--- Extracted records ---

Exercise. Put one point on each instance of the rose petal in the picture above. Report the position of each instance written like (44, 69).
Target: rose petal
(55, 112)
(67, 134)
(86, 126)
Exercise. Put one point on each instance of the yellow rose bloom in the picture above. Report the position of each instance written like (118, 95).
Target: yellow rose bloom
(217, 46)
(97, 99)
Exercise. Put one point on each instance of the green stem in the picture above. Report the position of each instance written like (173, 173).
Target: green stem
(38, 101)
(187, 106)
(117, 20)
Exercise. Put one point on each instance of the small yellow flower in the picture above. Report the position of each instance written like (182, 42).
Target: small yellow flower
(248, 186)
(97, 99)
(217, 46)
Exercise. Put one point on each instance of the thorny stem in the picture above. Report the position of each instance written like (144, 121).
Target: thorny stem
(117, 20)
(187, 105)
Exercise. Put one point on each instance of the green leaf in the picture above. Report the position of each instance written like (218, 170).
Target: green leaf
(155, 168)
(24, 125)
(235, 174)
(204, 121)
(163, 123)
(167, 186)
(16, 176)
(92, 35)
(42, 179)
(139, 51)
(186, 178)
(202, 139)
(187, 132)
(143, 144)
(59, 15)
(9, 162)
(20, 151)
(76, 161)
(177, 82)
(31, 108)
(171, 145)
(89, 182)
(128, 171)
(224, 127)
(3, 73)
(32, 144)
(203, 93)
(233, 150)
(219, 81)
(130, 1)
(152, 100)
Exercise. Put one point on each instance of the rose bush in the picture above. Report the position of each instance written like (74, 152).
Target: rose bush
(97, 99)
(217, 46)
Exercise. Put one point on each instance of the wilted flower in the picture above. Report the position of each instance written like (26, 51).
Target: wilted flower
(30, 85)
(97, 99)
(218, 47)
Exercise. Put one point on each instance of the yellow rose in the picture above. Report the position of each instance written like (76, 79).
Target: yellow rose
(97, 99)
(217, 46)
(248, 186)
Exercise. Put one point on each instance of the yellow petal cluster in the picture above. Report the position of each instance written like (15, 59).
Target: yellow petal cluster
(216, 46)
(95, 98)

---

- **Set problem**
Copy every line of the records above without any change.

- **Final result**
Exercise. Put one point on each instance of the rose petal in the picture above. Report the position of each instance written like (44, 69).
Target: rose petal
(55, 112)
(67, 134)
(86, 126)
Exercise. Put one point on each instance of the yellow rose bloom in the picture above. Report the position of each instance written like (118, 95).
Target: yellow rose bloom
(217, 46)
(97, 99)
Exercise. Put one point on each instance of the green stem in the picture above. Report the position of each instance written like (173, 173).
Target: green stem
(38, 101)
(187, 106)
(117, 20)
Exercise. Put one point on each instance of the small yellow flower in the picture above. Report the position of each instance written like (182, 42).
Target: small yellow flower
(248, 186)
(97, 99)
(217, 46)
Exercise. Put one point on each instance of the thorny stem in the picture above. Report the position of each instance written like (144, 121).
Target: thorny stem
(117, 20)
(187, 105)
Exercise. Put one point on each instance of the green leaf in the picture above. Report the position of each instance written like (218, 170).
Target: green leaf
(155, 168)
(24, 125)
(235, 174)
(204, 121)
(163, 123)
(167, 186)
(16, 176)
(92, 35)
(42, 179)
(139, 51)
(186, 178)
(202, 139)
(187, 132)
(143, 144)
(59, 15)
(9, 162)
(20, 151)
(76, 161)
(177, 82)
(31, 108)
(171, 145)
(89, 182)
(128, 171)
(224, 127)
(3, 73)
(32, 144)
(203, 93)
(233, 150)
(219, 81)
(130, 1)
(152, 100)
Exercise. Put one point on each instance of the rose bush in the picture above. Report the position of each instance written like (74, 152).
Target: rose bush
(97, 99)
(217, 46)
Exercise. Put one point on each instance of the wilted flower in the picture above. Report the position of each instance written like (26, 51).
Target: wilted flower
(30, 85)
(97, 99)
(218, 47)
Exercise. Put one point on each instance of the yellow rose in the picture above. Report the position of each instance written like (76, 79).
Target: yellow rose
(97, 99)
(217, 46)
(248, 186)
Exercise. Put one point on each instance of the yellow petal cluster in the picture above. Report the position of each instance written like (15, 59).
Target: yellow petal cluster
(216, 46)
(95, 98)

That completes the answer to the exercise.